### [OBIETTIVO 1]
Traduci in inglese questa frase del testo su Forlì: «Si rafforza la posizione degli Ordelaffi, delineandosi un loro ritorno al potere.»

### [ESTRATTO DEL DOCUMENTO]
--

I forlivesi si rassegnarono a sottostare al dominio papale e
a tollerare, sebbene ancora per poco tempo, l'ingombrante presenza del legato
pontificio in città. La figura del legato, sempre malvista, non riuscì a sedare
le continue scaramucce tra le famiglie nobili della città e fra tutti coloro i
quali ambivano al comando assoluto di Forlì. Si rafforza la posizione degli
Ordelaffi, delineandosi un loro ritorno al potere.
A cavallo fra Duecento e Trecento gli Ordelaffi si erano
imposti come la famiglia dominante della città, ma persisteva ancora un potere
podestarile che riusciva a governare la città in virtù dell'instabile
situazione politica dovuta dalle lotte intestine fra le famiglie della città.
In queste condizioni, il controllo della città fu assunto da un signore esterno
la città, Maghinardo Pagani da Susinana, ghibellino, che riuscì ad unire in un
unico dominio territori che comprendevano i comuni di Forlì, Faenza ed Imola.

--

### [RIGHE SALVATE]
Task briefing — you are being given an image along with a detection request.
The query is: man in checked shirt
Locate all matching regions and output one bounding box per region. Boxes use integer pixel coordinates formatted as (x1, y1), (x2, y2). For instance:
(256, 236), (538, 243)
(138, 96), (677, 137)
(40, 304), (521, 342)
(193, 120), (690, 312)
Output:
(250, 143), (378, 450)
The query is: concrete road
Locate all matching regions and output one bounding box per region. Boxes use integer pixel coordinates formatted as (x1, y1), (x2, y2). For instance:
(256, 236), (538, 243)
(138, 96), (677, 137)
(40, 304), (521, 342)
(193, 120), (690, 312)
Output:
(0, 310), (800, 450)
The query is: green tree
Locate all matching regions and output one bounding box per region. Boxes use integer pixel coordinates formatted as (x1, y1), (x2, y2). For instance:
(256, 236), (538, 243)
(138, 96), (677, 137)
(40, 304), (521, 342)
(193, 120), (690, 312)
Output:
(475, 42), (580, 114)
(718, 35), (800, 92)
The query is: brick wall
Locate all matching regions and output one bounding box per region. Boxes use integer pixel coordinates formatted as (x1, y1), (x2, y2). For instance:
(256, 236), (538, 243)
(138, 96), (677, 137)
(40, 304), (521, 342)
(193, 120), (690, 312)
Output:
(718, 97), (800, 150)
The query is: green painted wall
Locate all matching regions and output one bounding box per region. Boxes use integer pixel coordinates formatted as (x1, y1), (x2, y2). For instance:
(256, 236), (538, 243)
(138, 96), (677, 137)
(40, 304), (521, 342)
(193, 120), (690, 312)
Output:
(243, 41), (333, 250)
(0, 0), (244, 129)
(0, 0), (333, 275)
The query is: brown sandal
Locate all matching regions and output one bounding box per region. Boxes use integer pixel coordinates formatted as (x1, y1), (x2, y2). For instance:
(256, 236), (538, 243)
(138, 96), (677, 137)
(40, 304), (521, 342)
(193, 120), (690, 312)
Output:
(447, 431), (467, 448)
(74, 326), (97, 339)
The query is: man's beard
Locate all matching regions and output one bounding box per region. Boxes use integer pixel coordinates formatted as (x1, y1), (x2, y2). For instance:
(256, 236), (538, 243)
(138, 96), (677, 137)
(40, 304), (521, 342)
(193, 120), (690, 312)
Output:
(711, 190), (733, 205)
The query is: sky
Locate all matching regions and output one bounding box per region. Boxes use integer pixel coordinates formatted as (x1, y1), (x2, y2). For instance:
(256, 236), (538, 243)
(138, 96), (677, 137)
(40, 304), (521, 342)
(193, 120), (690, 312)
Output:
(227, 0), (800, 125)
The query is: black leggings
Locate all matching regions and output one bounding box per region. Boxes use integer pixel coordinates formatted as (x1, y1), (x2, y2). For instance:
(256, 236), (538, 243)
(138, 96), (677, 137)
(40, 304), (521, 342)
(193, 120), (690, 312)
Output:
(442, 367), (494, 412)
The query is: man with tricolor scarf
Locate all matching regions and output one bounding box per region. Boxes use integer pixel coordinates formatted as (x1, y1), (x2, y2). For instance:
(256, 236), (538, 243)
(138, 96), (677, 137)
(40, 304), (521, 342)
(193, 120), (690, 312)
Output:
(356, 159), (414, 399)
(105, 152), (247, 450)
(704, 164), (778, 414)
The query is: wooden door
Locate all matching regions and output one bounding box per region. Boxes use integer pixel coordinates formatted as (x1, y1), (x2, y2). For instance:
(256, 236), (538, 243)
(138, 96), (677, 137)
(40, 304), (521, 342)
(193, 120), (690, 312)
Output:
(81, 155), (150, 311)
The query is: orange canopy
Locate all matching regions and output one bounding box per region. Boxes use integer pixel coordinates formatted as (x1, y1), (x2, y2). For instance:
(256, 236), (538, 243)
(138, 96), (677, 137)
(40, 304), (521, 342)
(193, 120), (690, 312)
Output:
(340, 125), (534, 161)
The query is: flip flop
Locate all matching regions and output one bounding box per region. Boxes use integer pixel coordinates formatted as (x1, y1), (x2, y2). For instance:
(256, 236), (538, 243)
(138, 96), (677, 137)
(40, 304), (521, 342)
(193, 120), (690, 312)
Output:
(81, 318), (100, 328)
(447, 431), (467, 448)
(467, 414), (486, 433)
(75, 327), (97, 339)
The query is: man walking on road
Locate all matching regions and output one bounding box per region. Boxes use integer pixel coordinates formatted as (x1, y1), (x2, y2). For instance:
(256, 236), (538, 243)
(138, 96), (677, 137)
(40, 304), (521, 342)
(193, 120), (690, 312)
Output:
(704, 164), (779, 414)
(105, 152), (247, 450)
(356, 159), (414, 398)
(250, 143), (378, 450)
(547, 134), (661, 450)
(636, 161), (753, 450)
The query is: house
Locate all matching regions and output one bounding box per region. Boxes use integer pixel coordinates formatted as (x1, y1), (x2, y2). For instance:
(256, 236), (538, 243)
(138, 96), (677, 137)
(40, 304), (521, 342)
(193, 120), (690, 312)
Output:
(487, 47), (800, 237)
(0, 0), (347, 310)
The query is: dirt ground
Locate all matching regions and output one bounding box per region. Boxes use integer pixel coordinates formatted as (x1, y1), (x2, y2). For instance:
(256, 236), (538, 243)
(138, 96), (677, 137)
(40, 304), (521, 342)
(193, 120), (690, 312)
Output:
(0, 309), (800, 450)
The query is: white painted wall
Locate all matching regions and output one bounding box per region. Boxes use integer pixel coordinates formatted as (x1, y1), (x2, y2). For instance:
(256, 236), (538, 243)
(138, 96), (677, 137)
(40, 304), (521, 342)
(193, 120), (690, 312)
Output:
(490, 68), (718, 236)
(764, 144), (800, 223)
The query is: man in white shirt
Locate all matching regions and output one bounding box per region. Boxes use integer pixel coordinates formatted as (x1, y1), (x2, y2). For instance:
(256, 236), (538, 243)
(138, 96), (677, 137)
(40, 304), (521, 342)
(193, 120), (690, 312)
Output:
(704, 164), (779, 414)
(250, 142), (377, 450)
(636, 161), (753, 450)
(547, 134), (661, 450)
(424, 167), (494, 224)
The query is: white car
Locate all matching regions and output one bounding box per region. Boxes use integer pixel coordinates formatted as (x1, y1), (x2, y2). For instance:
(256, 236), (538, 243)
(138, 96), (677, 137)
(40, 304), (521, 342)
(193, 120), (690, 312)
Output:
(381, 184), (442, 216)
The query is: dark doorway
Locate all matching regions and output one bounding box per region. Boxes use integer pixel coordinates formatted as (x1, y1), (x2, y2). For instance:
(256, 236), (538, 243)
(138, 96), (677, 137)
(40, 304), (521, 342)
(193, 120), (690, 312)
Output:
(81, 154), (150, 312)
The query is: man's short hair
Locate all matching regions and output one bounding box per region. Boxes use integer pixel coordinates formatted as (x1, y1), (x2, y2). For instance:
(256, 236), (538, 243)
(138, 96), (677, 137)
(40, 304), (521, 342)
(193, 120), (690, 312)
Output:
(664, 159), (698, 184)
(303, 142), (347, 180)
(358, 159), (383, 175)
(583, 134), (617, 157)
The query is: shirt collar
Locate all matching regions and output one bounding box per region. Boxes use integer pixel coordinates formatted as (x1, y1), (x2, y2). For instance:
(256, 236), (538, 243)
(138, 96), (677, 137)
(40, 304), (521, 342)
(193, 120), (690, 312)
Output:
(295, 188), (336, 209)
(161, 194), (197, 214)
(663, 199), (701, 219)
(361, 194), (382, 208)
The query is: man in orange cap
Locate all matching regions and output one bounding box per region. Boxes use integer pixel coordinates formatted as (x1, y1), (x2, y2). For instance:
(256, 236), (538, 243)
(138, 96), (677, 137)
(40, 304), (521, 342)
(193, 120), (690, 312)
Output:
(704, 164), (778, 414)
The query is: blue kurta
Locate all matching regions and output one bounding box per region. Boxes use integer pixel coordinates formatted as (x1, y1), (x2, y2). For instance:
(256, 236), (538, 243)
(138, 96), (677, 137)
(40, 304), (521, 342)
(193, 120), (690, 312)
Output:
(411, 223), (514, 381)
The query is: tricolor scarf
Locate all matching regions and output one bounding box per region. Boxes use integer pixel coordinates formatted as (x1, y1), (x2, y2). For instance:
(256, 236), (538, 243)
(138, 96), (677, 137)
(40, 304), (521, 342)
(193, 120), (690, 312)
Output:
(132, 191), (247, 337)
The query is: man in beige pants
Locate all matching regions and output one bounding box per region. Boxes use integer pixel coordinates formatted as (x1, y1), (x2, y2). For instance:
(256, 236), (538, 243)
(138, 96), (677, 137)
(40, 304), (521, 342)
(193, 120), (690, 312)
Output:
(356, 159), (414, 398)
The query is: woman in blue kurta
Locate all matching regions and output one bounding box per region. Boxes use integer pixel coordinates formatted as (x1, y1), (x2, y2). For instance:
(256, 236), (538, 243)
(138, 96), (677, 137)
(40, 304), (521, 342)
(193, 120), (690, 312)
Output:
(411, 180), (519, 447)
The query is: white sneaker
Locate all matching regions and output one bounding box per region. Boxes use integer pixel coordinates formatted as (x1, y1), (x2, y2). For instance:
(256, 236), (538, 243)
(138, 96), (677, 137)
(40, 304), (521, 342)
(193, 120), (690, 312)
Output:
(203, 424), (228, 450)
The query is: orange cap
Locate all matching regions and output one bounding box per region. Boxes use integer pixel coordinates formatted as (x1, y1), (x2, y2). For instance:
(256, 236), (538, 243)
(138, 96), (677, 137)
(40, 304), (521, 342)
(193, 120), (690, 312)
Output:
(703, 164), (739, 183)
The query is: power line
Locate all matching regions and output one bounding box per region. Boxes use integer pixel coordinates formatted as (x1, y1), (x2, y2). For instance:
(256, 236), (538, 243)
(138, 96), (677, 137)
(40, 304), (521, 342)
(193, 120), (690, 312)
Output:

--

### [OBIETTIVO 2]
Ricopia le righe salvate partendo da quella che contiene "The query is: man in beige pants" e proseguendo fino all'ultima riga, entrambe comprese.

### [RISPOSTA COMPLETA 1]
The position of the Ordelaffi grows stronger, as their return to power begins to take shape.

### [RISPOSTA COMPLETA 2]
The query is: man in beige pants
Locate all matching regions and output one bounding box per region. Boxes use integer pixel coordinates formatted as (x1, y1), (x2, y2). For instance:
(256, 236), (538, 243)
(138, 96), (677, 137)
(40, 304), (521, 342)
(193, 120), (690, 312)
Output:
(356, 159), (414, 398)
The query is: woman in blue kurta
Locate all matching regions and output one bounding box per region. Boxes use integer pixel coordinates formatted as (x1, y1), (x2, y2). For instance:
(256, 236), (538, 243)
(138, 96), (677, 137)
(40, 304), (521, 342)
(193, 120), (690, 312)
Output:
(411, 180), (519, 447)
The query is: white sneaker
Locate all matching regions and output one bounding box per region. Boxes use integer pixel coordinates formatted as (x1, y1), (x2, y2). For instance:
(256, 236), (538, 243)
(138, 96), (677, 137)
(40, 304), (521, 342)
(193, 120), (690, 312)
Output:
(203, 424), (228, 450)
The query is: orange cap
Locate all matching regions and output one bounding box per region. Boxes use integer pixel coordinates formatted as (x1, y1), (x2, y2). For instance:
(256, 236), (538, 243)
(138, 96), (677, 137)
(40, 304), (521, 342)
(193, 120), (690, 312)
Output:
(703, 164), (739, 183)
The query is: power line
Locate all matching regions and output one bounding box per region. Boxes use integer pixel coordinates formatted as (x1, y1), (x2, y2). For instance:
(256, 236), (538, 243)
(138, 96), (677, 137)
(40, 304), (521, 342)
(193, 120), (690, 312)
Output:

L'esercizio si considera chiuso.